◆ **Tasks to perform**
(a) Answer each question from the text on governing MCP servers, marking your answers (i), (ii), and (iii):
(i) Why can't a perimeter firewall block a local stdio MCP server?
(ii) Which file, placed at a system path through MDM, makes Claude Code load only the servers it lists?
(iii) Which setting stops users' own settings from widening the allowlist?
(b) Pick up the text on governing MCP servers after its final sentence, "Boring is the goal.", and continue it.

As one MCP-governance team put it, “a private MCP registry on its own is just a list. Without something enforcing it, developers can still configure their own MCP connections, agents can still call unapproved servers, and your list becomes a policy document with no teeth.” A memo isn’t a control. The developer who adds a server edits a JSON file on their own machine, and your wiki has no idea it happened.
Here’s the part that catches network teams. Your perimeter doesn’t help either. A local stdio MCP server runs on the developer’s laptop and talks to the agent over standard input and output, so it never crosses the firewall you spent a fortune on. You can’t block at the perimeter a thing that never reaches the perimeter.
Governing MCP is an endpoint-policy problem wearing a network-security costume.
What actually binds
Anthropic ships real enforcement, and it’s more capable than the wiki. You deploy a managed file or managed settings the developer can’t override, and Claude Code refuses to load anything outside it. Two patterns do the work. Drop a managed-mcp.json at a system path through your MDM and Claude Code loads only those servers, refusing any addition with a hard enterprise MCP configuration is active error before it even contacts the server. Or set allowedMcpServers plus allowManagedMcpServersOnly: true in managed settings, and only your allowlist is honored. Either way the policy lives where a developer can’t reach it. That’s the whole game: enforcement in a place the user can’t edit.
Now the detail that decides whether any of it is real. Match servers by URL or command, never by name.
Anthropic spells it out: a name entry “is not a security control. The name is the label a user assigns… so a user can call any server github.” Allowlist by serverName and a user points that name at anything they fancy.
Allowlist by serverUrl or serverCommand and the policy actually bites.
One asymmetry is worth committing to memory, because it’s the line between a soft control and a hard one. Denylists merge from every source, so a block always sticks. Allowlists merge too, your users’ own settings included, unless you set allowManagedMcpServersOnly. Forget that flag and your “allowlist” is a suggestion a developer can quietly widen.
Deny by default. Allow a vetted few by URL or command. Lock it to managed settings, and push the file with the same MDM that pushes everything else.
Boring is the goal.

◆ **Data excerpts**
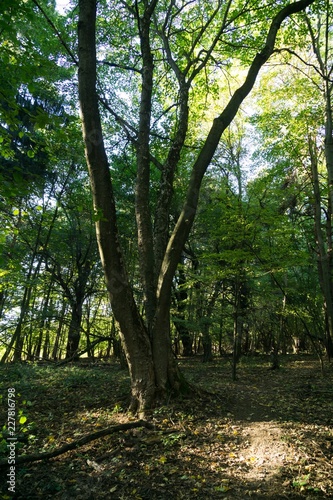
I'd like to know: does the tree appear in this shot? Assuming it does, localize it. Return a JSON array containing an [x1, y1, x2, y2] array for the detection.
[[78, 0, 313, 411]]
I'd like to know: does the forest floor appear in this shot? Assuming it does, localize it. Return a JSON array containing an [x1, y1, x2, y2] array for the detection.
[[0, 356, 333, 500]]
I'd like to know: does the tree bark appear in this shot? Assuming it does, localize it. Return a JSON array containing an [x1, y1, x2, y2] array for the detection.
[[78, 0, 314, 410]]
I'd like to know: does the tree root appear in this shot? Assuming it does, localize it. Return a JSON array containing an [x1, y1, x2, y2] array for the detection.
[[0, 420, 155, 467]]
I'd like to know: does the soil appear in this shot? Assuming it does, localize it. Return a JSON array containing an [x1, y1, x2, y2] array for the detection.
[[0, 356, 333, 500]]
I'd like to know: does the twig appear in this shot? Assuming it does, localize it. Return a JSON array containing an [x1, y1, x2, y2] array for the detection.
[[0, 420, 155, 467]]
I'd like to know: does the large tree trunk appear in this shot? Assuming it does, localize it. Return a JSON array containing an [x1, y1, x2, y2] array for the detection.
[[78, 0, 314, 410]]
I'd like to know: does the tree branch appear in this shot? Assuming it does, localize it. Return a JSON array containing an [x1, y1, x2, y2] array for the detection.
[[0, 420, 154, 468]]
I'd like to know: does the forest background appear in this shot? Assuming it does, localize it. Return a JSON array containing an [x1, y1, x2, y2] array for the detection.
[[0, 0, 333, 411], [0, 0, 333, 500]]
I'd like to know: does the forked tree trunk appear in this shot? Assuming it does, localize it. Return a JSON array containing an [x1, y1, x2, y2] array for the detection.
[[78, 0, 314, 411]]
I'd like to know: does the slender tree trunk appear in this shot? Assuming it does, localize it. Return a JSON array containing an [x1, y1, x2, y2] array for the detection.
[[78, 0, 156, 411]]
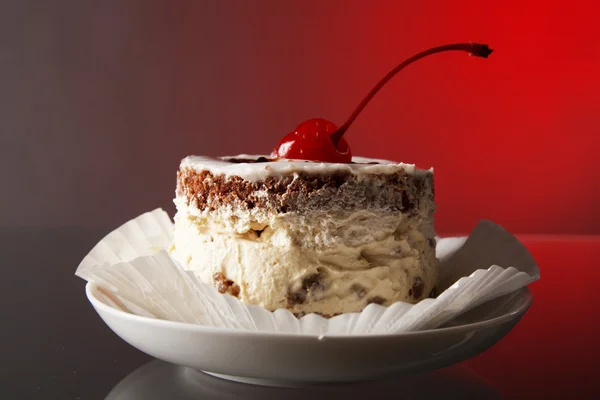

◆ **Per-task answers**
(a)
(i) The server runs on the developer's laptop and talks to the agent over standard input and output, so it never crosses the firewall.
(ii) managed-mcp.json
(iii) allowManagedMcpServersOnly

(b)
The sandbox you thought you had
One last gap, because it undoes a control teams are proud of. You put Claude in a sandbox, you feel safer, fair enough. But the sandbox holds the agent, not the servers it calls. A remote MCP server runs on its own infrastructure with its own token, so an approved-but-compromised one reaches straight back out past your tidy box. Sandboxing the agent does nothing about what its tools do once it invokes them.
This is the same shape as every other control in the floor, and it’s worth saying out loud. The instinct, build a registry, draw a perimeter, drop the agent in a box, keeps guarding the place the risk isn’t. MCP’s risk is composition. Untrusted code, your access, many tools murmuring to each other. You govern that at the endpoint, with enforced allowlists matched by URL or command, with vetting that reads the code and pins the version, and with the assumption that “it’s in the directory” means nothing.
I’ve watched a team wire up a server with broad file access in about thirty seconds because it had a tidy landing page and a one-click install. Nobody read it. The directory said it existed, and somewhere between the demo and production “exists” got quietly upgraded to “approved.”
That upgrade is the whole vulnerability. Make someone earn it.
Once the floor is laid, the rest of enterprise Claude Code security is a design problem, and this allowlist is one stone in the phase-zero floor the whole rollout stands on. Before you build a server, it’s worth knowing what one actually costs to run. But the servers you install, not the ones you build, are where your file system is in scope. Treat them that way.